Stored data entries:
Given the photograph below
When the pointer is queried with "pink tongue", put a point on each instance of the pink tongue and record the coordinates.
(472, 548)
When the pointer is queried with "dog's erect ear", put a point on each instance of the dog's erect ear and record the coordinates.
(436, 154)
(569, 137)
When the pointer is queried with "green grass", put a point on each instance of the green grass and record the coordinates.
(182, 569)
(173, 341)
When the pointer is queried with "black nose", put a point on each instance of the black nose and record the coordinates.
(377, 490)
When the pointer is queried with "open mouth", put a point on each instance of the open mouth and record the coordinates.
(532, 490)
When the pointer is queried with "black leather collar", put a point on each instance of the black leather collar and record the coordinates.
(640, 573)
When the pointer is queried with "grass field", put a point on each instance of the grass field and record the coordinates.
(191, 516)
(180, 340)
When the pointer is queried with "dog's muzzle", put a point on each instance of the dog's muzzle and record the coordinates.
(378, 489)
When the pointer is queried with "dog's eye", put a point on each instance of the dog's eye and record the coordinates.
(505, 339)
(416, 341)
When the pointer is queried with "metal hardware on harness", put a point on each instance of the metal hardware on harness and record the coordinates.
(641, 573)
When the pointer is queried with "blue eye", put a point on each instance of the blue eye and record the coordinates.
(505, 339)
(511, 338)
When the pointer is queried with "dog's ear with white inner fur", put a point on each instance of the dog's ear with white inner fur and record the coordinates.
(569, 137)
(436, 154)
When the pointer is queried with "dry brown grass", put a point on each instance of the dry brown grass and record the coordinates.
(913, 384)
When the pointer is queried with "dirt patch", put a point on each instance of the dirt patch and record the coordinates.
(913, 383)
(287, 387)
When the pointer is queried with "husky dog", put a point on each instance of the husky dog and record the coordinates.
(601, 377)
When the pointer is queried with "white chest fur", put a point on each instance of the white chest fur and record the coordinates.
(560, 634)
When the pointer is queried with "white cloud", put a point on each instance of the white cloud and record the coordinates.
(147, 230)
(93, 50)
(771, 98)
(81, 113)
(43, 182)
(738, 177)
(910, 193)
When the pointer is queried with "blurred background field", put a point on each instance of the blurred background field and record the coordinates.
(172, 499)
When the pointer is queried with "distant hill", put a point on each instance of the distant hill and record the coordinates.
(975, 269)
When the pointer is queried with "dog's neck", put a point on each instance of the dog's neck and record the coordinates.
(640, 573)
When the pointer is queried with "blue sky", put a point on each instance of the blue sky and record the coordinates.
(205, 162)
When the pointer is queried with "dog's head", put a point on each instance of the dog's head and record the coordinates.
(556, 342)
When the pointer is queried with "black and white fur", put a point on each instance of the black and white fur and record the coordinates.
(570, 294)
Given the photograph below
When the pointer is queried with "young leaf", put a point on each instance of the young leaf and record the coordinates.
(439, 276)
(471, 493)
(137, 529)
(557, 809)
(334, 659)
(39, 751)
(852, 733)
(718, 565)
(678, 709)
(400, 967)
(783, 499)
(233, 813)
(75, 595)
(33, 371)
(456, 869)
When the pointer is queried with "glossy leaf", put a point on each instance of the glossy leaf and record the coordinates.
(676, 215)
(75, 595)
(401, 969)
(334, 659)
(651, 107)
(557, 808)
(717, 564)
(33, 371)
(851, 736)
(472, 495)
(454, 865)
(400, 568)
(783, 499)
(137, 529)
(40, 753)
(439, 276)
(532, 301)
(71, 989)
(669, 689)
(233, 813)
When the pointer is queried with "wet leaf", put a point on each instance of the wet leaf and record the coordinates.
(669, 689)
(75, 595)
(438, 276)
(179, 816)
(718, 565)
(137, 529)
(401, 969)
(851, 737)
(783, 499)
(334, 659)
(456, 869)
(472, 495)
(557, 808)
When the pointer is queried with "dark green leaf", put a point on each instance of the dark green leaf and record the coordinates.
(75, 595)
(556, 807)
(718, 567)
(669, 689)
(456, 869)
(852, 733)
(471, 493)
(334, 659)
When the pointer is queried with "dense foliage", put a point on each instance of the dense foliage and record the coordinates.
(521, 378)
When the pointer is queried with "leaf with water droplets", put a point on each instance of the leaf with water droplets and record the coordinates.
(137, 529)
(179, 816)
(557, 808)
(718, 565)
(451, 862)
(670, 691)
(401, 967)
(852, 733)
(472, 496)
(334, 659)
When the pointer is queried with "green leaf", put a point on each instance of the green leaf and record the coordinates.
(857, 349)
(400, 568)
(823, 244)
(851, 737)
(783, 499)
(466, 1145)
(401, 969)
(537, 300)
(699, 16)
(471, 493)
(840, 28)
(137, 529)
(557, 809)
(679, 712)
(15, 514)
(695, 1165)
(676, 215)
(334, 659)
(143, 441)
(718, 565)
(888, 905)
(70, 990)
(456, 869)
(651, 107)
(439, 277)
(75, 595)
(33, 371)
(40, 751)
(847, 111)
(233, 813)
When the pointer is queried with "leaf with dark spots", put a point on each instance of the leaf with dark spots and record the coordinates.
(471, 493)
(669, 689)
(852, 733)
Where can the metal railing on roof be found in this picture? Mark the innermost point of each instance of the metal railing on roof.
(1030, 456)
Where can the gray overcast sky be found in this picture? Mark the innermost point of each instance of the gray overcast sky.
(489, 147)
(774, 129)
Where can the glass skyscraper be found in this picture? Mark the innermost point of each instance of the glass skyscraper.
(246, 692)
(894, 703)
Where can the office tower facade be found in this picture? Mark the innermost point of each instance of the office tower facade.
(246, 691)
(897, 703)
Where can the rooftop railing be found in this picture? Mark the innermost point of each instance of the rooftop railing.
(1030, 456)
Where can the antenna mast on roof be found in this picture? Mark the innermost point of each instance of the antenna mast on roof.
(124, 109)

◆ GOAL OF THE EXERCISE:
Every single line of the data above must be set down again exactly.

◆ RESPONSE AREA:
Given the photograph below
When the pointer is queried with "pink tongue", put a point on each instance of the pink tongue and record the coordinates.
(472, 548)
When the pointer is queried with "dog's erect ear", put a point on each instance of the dog's erect ear and record the coordinates.
(436, 154)
(569, 137)
When the pointer is queried with "green grass", put a point on each instance of the green grass and record the coordinates.
(182, 569)
(173, 341)
When the pointer is queried with "black nose", put a point on each instance of the black nose and record the coordinates.
(377, 490)
When the pointer is queried with "open mouth", put a point on each instance of the open mouth and record the coordinates.
(532, 490)
When the pointer is queried with "black leather collar", put a point on each instance of the black leather collar and record the coordinates.
(640, 573)
When the pointer is queried with "grass field", put a point on each instance of the grass field and record the coordinates.
(191, 516)
(180, 340)
When the pointer is queried with "dog's muzzle", put a point on each instance of the dog's muzzle and record the coordinates.
(378, 489)
When the pointer is queried with "dog's eye", put a point on each instance of the dog's eye and record the coordinates.
(505, 339)
(416, 341)
When the pointer is queried with "metal hardware on harness", put a point on each instance of the metal hardware on harness and record the coordinates.
(641, 573)
When the pointer is queried with "blue eye", put a point on each instance of the blue eye and record the coordinates.
(505, 339)
(511, 338)
When the pointer is queried with "dog's ear with white inner fur", put a point on each instance of the dog's ear with white inner fur and record the coordinates.
(569, 137)
(436, 154)
When the pointer is queried with "dry brown grass", put a point on each instance of the dry brown grass and record the coordinates.
(913, 384)
When the pointer is queried with "dirt patch", put a point on each instance of the dirt patch and record the coordinates.
(913, 383)
(287, 387)
When the pointer is queried with "husky dog", put a point on each instance of the husky dog and record the coordinates.
(601, 377)
When the pointer is queried with "white chest fur", put a point on each instance of the white chest fur and record the coordinates.
(560, 634)
When the pointer is queried with "white cloud", put a point on each instance of the white cloud and record the coordinates.
(147, 230)
(93, 50)
(771, 98)
(81, 113)
(43, 182)
(738, 177)
(910, 193)
When the pointer is queried with "blurred background field", put a point on each instance of the blurred background field and record the coordinates.
(172, 499)
When the pointer is queried with "distant hill", put a point on each instance of the distant hill and record the coordinates.
(975, 269)
When the pointer is queried with "dog's neck", put a point on each instance of the dog's neck and record the coordinates.
(640, 573)
When the pointer is queried with "blue sky", put a point on each instance of the blue sky and record the coordinates.
(205, 162)
When the pointer is queried with "dog's head", put a point on each instance of the dog's head and record the coordinates.
(556, 342)
When the pointer is queried with "black and white fur", put a point on each instance of the black and white fur and record the coordinates.
(570, 294)
Given the photograph below
When the pointer is queried with "young leaf", put a point on each instance of the young leaf and record the coordinates.
(439, 276)
(471, 493)
(137, 529)
(557, 809)
(334, 659)
(39, 751)
(852, 733)
(718, 565)
(678, 709)
(400, 967)
(783, 499)
(233, 813)
(75, 595)
(33, 371)
(456, 869)
When the pointer is queried with "glossy leaf", put a point on each instance of the glossy leaf and record the coordinates.
(676, 215)
(75, 595)
(401, 969)
(334, 659)
(651, 107)
(557, 808)
(717, 564)
(33, 371)
(851, 736)
(472, 495)
(454, 865)
(400, 568)
(783, 499)
(137, 529)
(40, 753)
(439, 276)
(532, 301)
(71, 989)
(669, 689)
(233, 813)
When the pointer is queried with "wet leaf", put a point on each instance of the wet leaf and record the coordinates.
(669, 689)
(75, 595)
(438, 276)
(179, 816)
(718, 565)
(137, 529)
(401, 969)
(851, 737)
(783, 499)
(334, 659)
(456, 869)
(472, 495)
(557, 808)
When the pointer is queried with "dark green leaf", put a point on each instance of the dark green leaf and record the coordinates.
(75, 595)
(556, 807)
(718, 567)
(669, 689)
(456, 869)
(852, 733)
(471, 493)
(334, 659)
When the pointer is queried with "dense foliage", put a point on each instance of the dense foliage and record the coordinates.
(521, 378)
When the pointer is queried with "leaf with water droplets", put a point on each instance of the leaf with water droplets and record the coordinates.
(137, 529)
(179, 816)
(557, 808)
(718, 565)
(451, 862)
(670, 691)
(401, 967)
(852, 733)
(472, 496)
(334, 659)
When the pointer is queried with "green leaf", put a point on each instance of the green leaf and record the coordinates.
(857, 349)
(400, 568)
(823, 244)
(851, 737)
(783, 499)
(466, 1145)
(401, 969)
(537, 300)
(699, 16)
(471, 493)
(840, 28)
(137, 529)
(557, 809)
(679, 712)
(15, 514)
(695, 1165)
(676, 215)
(334, 659)
(143, 441)
(718, 565)
(888, 905)
(70, 990)
(456, 869)
(651, 107)
(439, 277)
(75, 595)
(33, 371)
(40, 751)
(847, 111)
(233, 813)
When the pointer is queried with "leaf with dark spots", put a point on each instance of the leaf with dark spots and record the coordinates.
(471, 493)
(669, 689)
(852, 733)
Where can the metal railing on roof be found in this picture? Mark the innermost point of each instance of the metal railing on roof.
(1030, 456)
Where can the gray overcast sky be found in this picture? Mark the innermost point of each instance of the gray overcast sky.
(489, 147)
(774, 129)
Where can the glass skyscraper be found in this picture? Mark the innermost point of each instance of the glass skyscraper.
(246, 692)
(894, 703)
Where can the office tower facade be found in this picture? Mark the innermost point of each instance of the office tower facade.
(246, 691)
(897, 703)
Where can the rooftop railing be found in this picture? Mark the innermost point of each instance of the rooftop railing.
(1030, 456)
Where can the antenna mast on roof be found in this picture? Mark the innermost point of each instance of the antenna mast on roof.
(124, 109)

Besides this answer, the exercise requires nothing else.